Records drawn from a dataset
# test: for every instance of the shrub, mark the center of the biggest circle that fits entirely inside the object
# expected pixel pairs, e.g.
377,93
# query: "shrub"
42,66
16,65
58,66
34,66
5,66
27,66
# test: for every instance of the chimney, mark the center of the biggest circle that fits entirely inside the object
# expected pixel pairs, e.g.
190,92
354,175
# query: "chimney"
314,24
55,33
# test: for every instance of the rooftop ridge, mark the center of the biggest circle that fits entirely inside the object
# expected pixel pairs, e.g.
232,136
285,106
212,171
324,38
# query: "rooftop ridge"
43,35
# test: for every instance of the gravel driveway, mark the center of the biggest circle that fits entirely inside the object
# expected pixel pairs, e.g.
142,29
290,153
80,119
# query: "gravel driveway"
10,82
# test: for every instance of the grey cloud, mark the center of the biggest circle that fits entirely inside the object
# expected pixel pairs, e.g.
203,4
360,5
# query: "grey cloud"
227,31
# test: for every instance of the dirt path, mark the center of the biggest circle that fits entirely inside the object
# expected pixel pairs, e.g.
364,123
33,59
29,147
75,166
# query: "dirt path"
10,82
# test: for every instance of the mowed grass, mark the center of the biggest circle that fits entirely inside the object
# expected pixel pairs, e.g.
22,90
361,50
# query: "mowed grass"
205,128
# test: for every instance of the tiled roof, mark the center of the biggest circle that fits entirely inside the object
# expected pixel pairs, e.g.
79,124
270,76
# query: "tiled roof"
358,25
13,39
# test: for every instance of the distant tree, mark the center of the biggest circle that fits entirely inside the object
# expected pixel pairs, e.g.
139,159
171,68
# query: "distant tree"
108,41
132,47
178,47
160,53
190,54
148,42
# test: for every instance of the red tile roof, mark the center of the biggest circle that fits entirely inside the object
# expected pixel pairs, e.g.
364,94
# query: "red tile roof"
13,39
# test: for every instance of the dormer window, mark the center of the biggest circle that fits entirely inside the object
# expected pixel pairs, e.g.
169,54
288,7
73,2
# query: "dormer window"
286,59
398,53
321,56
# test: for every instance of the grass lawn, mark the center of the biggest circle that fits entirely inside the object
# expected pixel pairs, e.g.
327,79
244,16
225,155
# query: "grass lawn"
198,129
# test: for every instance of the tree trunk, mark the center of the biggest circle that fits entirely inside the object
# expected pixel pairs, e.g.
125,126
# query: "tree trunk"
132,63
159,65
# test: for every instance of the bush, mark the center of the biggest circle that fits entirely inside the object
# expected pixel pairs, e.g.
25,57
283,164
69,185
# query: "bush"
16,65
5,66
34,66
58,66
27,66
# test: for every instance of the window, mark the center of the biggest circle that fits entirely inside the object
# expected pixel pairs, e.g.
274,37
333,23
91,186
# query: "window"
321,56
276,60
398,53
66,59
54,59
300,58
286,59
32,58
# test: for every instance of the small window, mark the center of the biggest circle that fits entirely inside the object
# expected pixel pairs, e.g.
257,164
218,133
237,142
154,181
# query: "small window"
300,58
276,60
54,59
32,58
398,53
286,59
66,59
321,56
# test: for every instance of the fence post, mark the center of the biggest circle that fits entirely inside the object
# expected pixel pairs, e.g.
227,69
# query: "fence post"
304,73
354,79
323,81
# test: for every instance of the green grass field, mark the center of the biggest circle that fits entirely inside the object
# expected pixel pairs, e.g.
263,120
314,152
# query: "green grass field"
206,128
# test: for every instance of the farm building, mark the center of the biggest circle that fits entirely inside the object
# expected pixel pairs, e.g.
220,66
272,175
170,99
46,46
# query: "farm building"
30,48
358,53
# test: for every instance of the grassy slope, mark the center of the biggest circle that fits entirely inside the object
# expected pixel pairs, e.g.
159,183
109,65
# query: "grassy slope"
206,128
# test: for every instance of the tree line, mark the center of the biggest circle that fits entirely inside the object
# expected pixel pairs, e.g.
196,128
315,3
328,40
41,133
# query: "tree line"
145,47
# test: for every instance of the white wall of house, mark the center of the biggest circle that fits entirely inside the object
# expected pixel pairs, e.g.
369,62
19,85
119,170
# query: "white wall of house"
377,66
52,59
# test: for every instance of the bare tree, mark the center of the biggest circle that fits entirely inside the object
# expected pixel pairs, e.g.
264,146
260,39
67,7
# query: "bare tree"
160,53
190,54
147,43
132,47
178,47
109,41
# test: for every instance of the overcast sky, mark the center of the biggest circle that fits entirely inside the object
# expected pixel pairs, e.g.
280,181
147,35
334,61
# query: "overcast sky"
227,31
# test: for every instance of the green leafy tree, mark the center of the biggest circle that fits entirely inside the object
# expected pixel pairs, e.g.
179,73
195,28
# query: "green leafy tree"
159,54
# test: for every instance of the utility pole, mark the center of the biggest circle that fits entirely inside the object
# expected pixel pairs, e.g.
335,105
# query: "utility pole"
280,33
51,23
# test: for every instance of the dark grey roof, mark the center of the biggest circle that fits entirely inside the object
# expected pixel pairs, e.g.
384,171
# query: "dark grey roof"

* _EXERCISE DETAILS_: From the line with "# test: for every instance of the utility" through the last line of the records, set down every line exactly as written and leave out all others.

* _TASK ANSWER_:
# test: for every instance of the utility pole, mark the center of the biggest circle that fits entirely inside the object
# expected pixel pairs, e.g.
335,105
# query: "utility pole"
280,33
51,23
# test: for every instance of the dark grey roof, mark the center of the biggest circle that fits entirely inside the object
# expected pixel pairs, e.g.
384,171
# query: "dark grey roof"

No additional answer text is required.